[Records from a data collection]
=-=-=

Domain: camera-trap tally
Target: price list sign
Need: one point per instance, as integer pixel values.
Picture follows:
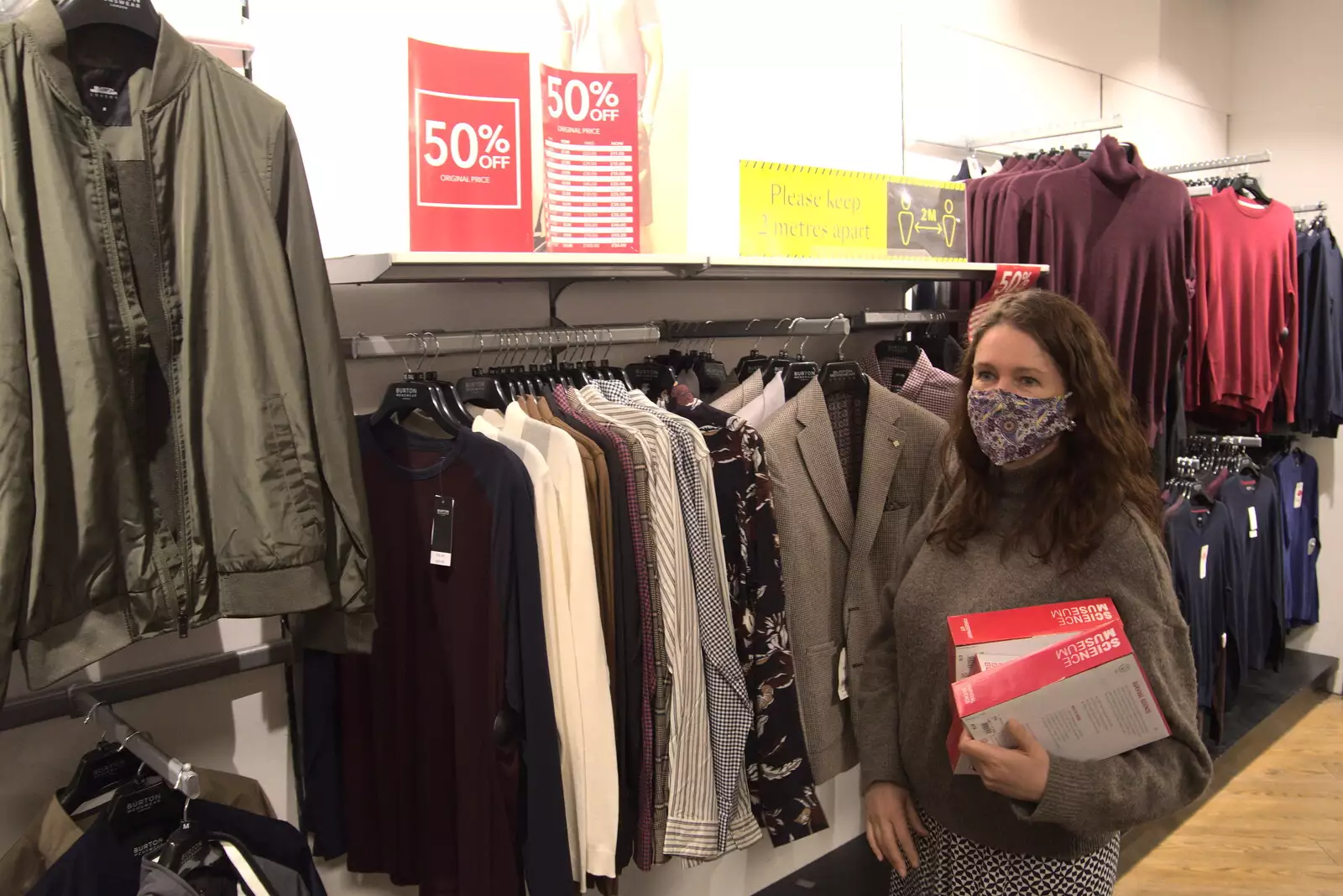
(591, 132)
(470, 176)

=-=-=

Activity:
Restate, word for word and without pictures, the lines from the line containing "Need: one point" to the last line of the records above.

Result:
Need: one point per instance, as integer pixel values.
Picture follows:
(591, 132)
(470, 176)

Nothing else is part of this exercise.